[start TASK INPUT]
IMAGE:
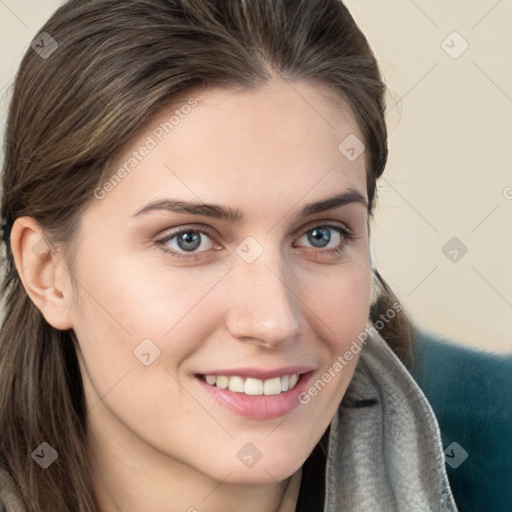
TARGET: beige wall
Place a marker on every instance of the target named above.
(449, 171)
[end TASK INPUT]
[start TASK INPUT]
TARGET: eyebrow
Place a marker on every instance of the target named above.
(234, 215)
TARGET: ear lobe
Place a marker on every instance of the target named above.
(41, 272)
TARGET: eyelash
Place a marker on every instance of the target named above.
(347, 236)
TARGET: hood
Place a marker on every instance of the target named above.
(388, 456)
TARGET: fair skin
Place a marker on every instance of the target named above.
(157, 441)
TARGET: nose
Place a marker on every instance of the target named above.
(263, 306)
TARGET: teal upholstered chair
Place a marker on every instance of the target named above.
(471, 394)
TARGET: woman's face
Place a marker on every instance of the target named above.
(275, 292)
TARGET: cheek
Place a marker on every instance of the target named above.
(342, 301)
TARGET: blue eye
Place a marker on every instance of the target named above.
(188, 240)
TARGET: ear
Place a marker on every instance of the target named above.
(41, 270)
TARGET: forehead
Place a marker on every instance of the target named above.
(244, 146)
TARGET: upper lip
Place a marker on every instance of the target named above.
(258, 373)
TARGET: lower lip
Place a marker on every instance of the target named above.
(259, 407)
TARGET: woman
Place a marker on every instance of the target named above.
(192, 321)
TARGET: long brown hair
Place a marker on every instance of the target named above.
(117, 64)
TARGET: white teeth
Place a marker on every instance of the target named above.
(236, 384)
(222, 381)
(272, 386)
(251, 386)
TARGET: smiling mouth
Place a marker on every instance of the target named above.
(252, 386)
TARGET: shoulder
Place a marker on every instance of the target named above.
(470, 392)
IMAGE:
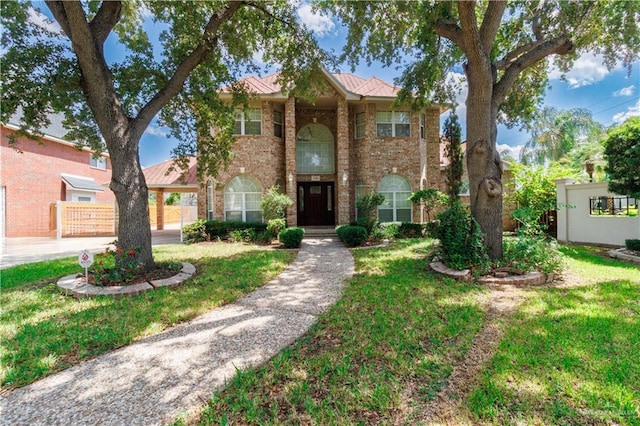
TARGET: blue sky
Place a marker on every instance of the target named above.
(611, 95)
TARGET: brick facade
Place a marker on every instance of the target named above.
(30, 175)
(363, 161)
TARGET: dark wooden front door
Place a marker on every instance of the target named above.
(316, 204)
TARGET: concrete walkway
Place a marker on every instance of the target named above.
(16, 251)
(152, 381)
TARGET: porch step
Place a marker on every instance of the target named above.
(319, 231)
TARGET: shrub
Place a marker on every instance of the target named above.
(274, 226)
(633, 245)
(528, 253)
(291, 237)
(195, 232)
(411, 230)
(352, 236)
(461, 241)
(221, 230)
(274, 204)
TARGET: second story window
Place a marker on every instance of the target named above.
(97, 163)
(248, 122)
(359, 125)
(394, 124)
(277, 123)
[end TASK INPUT]
[start TASK INPUT]
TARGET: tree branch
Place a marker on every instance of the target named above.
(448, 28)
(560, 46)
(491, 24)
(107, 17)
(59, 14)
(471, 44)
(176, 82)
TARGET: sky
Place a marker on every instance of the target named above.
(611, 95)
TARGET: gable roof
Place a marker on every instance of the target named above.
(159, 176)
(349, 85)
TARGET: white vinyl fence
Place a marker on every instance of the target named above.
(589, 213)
[end TASK INPUT]
List each line in the rows above that contains the word "white".

| ANSWER TO THE PROBLEM |
TARGET: white teeth
TARGET: white vinyl fence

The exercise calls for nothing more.